▶ _Problem to solve_
Rewrite all of the material, swapping each "Put down" for "Mark" and leaving every other word as it is.

Dataset records about object locations
* * * * *
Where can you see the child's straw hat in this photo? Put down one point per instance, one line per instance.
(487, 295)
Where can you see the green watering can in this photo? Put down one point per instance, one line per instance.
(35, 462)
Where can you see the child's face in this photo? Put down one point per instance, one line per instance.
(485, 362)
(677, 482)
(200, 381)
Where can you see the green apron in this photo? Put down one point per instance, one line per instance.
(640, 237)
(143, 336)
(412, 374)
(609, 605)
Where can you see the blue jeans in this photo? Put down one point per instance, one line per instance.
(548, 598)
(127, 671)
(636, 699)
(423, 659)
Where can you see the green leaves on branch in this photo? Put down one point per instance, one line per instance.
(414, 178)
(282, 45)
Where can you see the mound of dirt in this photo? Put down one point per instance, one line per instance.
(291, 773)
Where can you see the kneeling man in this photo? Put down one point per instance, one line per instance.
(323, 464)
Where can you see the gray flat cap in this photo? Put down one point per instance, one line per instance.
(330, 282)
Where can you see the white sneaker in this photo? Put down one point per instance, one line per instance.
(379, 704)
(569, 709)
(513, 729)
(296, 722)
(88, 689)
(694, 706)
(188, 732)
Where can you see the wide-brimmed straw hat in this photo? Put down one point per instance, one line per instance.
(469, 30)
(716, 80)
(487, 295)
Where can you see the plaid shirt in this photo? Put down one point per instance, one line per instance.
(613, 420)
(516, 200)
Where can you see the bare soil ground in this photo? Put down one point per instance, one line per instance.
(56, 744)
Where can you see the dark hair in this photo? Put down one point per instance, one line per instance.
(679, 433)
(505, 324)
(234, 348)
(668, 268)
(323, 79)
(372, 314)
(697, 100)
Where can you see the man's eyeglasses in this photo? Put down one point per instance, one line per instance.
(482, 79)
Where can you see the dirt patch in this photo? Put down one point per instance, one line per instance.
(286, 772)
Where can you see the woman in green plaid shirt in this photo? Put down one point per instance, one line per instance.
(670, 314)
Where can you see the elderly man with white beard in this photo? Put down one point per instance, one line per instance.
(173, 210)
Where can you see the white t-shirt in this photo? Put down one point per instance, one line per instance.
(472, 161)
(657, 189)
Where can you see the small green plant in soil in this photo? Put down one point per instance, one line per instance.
* * * * *
▶ _Result for this exercise_
Where can you see the child's straw hat in this photo? Mark one point per instance, one line per instance.
(487, 295)
Where can you see the green watering can in this photo? Mark one point per instance, one line per instance.
(35, 462)
Where can you see the child's face in this photo? Mark one point per instance, one line per instance.
(485, 362)
(677, 482)
(200, 381)
Where can you see the green apron in this photo? Mark one point per instance, one line per instance.
(640, 237)
(143, 336)
(412, 374)
(609, 605)
Where can you see the blue jeans in this photo? Mark one point per instance, one line per instance.
(548, 598)
(127, 671)
(636, 699)
(423, 659)
Where can you see the green leaves on branch in this photo? Mark one point per instance, one line per instance.
(414, 178)
(282, 45)
Where can you see the mound of dirt in this photo? Mark one point per instance, one line per instance.
(291, 773)
Where can you see the kneeling man in this photo? Mark one point per instance, one line per instance.
(323, 464)
Where can you see the gray flat cap in this photo? Mark one point per instance, one line per instance.
(330, 282)
Where can you see the white sneaker in this photo? Mark one point per instance, one line per instance.
(379, 704)
(569, 709)
(513, 729)
(296, 722)
(88, 689)
(694, 706)
(188, 732)
Where can you see the wide-brimmed straw hat in this photo? Mark one point per instance, one line per instance.
(469, 30)
(716, 80)
(487, 295)
Where can you see the plaid shirt in this photo? Mark one point per instance, one line per instance.
(613, 420)
(516, 200)
Where can you see the bare soil ground in this photo? Mark one point per instance, one line per instance.
(56, 744)
Where can you see the dark hair in this photo? Mark one point per instance, one line per instance.
(679, 433)
(505, 324)
(234, 348)
(668, 268)
(323, 79)
(372, 314)
(697, 100)
Where can you see the man's eyeglasses in this photo? Mark one point per instance, one line per instance.
(482, 79)
Where can you see the dirt patch in this photo? Mark one point per instance, one line per instance.
(286, 772)
Where can you see the woman in green plaid shirt in this photo? Mark one point per instance, one line per instance.
(670, 314)
Where can you see the elderly man with white beard in this photo? Mark one point per instance, one line per instance.
(173, 210)
Where can you see the white t-shirt in this photo? Mark one point per instance, one line per instance.
(472, 161)
(657, 189)
Where can you see the small green plant in soil in this photo? Mark one point per instance, one line per instance.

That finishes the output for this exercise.